Given passage:
===

Members of a rescue team clean up fallen trees in Sittwe on May 17, 2023, in the aftermath of Cyclone Mocha's landfall. (photo: Sai Aung Main / AFP)

Members of a rescue team clean up fallen trees in Sittwe on May 17, 2023, in the aftermath of Cyclone Mocha's landfall. (photo: Sai Aung Main / AFP)

Disaster Relief Dysfunction in Myanmar

Published

Five weeks after the country was hit by a Category 5 cyclone, the military junta in Myanmar continues to stonewall the delivery of much-needed aid to affected civilians. In particular, this highlights ASEAN’s continued inability to persuade the junta to implement the Five Point Consensus.

Five weeks after Cyclone Mocha devastated central Rakhine State and parts of Chin, Sagaing and Magwe in Myanmar, the military junta still restricts urgently needed assistance to over a million affected civilians. The stonewalling of the United Nations (UN) and ASEAN in delivering much-needed aid highlights the growing isolation of the junta and tensions with ethnic armed organisations such as the Arakan Army (AA).

Mocha, a Category 5 tropical cyclone, hit the Rakhine coast on 14 May, flattening houses in the state capital Sittwe and 11 other townships in Rakhine State, devastating infrastructure and electricity supplies before moving up northwestern Myanmar and causing flooding. The ruling State Administration Council (SAC) claims an estimated 145 people were killed, but the opposition National Unity Government (NUG) estimates a much higher death toll, over 400.

There was ample warning, and hundreds of thousands of civilians were evacuated out of the path of the storm to high ground and away from the coast, but some Rohingya Muslim communities near Sittwe were not fully evacuated, causing many fatalities. UN agencies and international aid organisations stockpiled relief supplies and were poised to render assistance as soon as the cyclone passed. The UN estimates that 1.6 million people in total were affected. In the past five weeks, 380,000 have received some food aid, and 144,000 have been given shelter assistance.

However, in the immediate aftermath, aid workers, both Rakhine and international, were prohibited from fully scaling up assistance and preparing for reconstruction. The military took charge of relief efforts but also imposed restrictions on travel and cleanup efforts. Some local aid workers were detained for distributing aid, and some journalists were arrested. Nevertheless, ASEAN’s Emergency Response and Assessment Team (ASEAN-ERAT) completed a rapid needs assessment only on 30 May. Like the UN, however, the junta has restricted ASEAN from delivering aid.

===

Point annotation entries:
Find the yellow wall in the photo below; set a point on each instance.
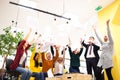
(110, 13)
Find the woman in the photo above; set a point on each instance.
(74, 58)
(20, 58)
(59, 64)
(107, 52)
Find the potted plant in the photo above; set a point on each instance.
(8, 43)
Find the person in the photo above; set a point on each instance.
(91, 56)
(107, 52)
(59, 64)
(74, 58)
(18, 63)
(48, 62)
(35, 66)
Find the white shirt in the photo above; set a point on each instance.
(92, 53)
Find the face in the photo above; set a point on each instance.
(91, 40)
(60, 60)
(48, 56)
(105, 38)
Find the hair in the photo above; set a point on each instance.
(36, 61)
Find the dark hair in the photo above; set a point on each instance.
(36, 61)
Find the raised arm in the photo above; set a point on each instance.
(57, 53)
(28, 34)
(109, 32)
(94, 29)
(81, 47)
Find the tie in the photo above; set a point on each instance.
(90, 49)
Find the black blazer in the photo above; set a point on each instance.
(95, 50)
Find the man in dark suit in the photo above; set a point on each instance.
(91, 56)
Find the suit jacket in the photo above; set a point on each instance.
(95, 50)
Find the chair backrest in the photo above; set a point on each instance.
(8, 63)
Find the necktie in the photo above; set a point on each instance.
(90, 49)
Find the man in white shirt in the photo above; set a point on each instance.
(91, 56)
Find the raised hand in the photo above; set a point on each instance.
(107, 22)
(94, 27)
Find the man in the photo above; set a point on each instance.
(91, 56)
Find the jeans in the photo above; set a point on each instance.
(25, 73)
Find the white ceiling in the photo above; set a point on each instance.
(82, 13)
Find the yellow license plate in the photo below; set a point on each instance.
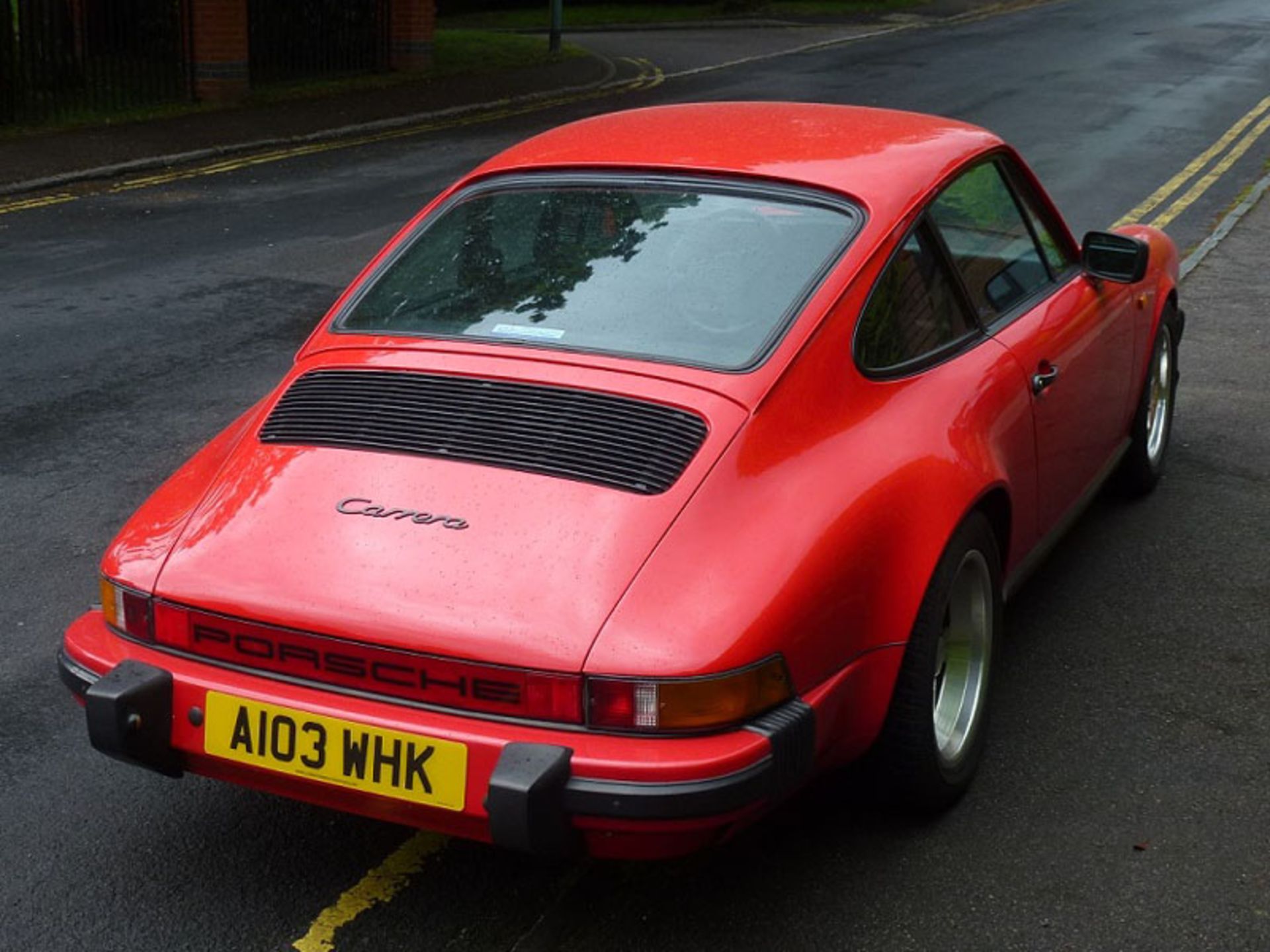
(334, 750)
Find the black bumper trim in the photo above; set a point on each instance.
(77, 678)
(128, 713)
(532, 793)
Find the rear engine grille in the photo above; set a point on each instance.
(619, 442)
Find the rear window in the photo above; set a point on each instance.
(681, 272)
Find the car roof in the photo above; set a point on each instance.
(884, 158)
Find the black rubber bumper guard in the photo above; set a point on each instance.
(532, 793)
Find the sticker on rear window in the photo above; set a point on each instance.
(520, 331)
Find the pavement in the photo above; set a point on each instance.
(33, 160)
(1123, 796)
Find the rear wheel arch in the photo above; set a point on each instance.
(997, 507)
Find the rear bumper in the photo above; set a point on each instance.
(530, 789)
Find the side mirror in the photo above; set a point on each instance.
(1114, 257)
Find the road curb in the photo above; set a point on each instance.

===

Exercises to complete:
**1.** Answer these questions using the article on disaster relief in Myanmar:
(a) On what date did Cyclone Mocha hit the Rakhine coast?
(b) How many people in total does the UN estimate were affected?
(c) On what date did ASEAN-ERAT complete its rapid needs assessment?
**2.** Write a continuation of the article on disaster relief in Myanmar, picking up right after its final sentence.

Answers by task:
**1.**
(a) 14 May
(b) 1.6 million
(c) 30 May

**2.**
The junta’s subsequent actions were unfathomable if one considers the urgent need to deliver aid quickly to affected civilians. On 1 June, the SAC ordered 2,400 schools across the state to reopen, despite widespread damage to buildings and uneven aid distribution. Rehabilitation of ponds and preparation for the annual planting season have also been impacted by limitations on the movement of people and supplies. A week later, the SAC imposed new restrictions on foreign aid operations. It suspended travel authorisations for UN officials and curtailed the distribution of foreign aid donations arriving in Yangon, including those supplied by ASEAN states.

The UN Office Coordinating Humanitarian Affairs (OCHA) issued an update on 19 June. Cyclone Mocha Situation Report No.5 stated, “significant conditions, imposed by the State Administration Council, remain in place for the replenishment of relief supplies from outside the country, and some have not yet been approved.” The report added that the “unexpected retraction of initial approval for cyclone distribution and transportation plans and the temporary suspension of existing travel … has impacted the humanitarian response across the state.” As a result, many Rakhine civil society aid workers faced restrictions. In many cases, they are the actual implementing partners of the UN.

The restrictions are partly due to tensions between the SAC and the insurgent Arakan Army (AA)/ United League of Arakan (ULA). The AA evacuated an estimated 100,000 civilians and their response efforts through the Humanitarian and Development Coordination Office (HDCO). The evident success of the AA’s relief efforts suggests the progression of their administrative consolidation of much of the Rakhine state in the past three years. A tenuous ceasefire reached in late-2022 is now holding, but local aid workers report that troop buildups and resupply in several townships are increasing tensions.

Ultimately, the SAC would have garnered political kudos if they had simply stepped out of the way and allowed relief efforts to proceed unfettered. This diminishes what shards of credibility the junta has left in the eyes of the West and ahead of the next hearing of the International Court of Justice (ICJ) on the Rohingya genocide case.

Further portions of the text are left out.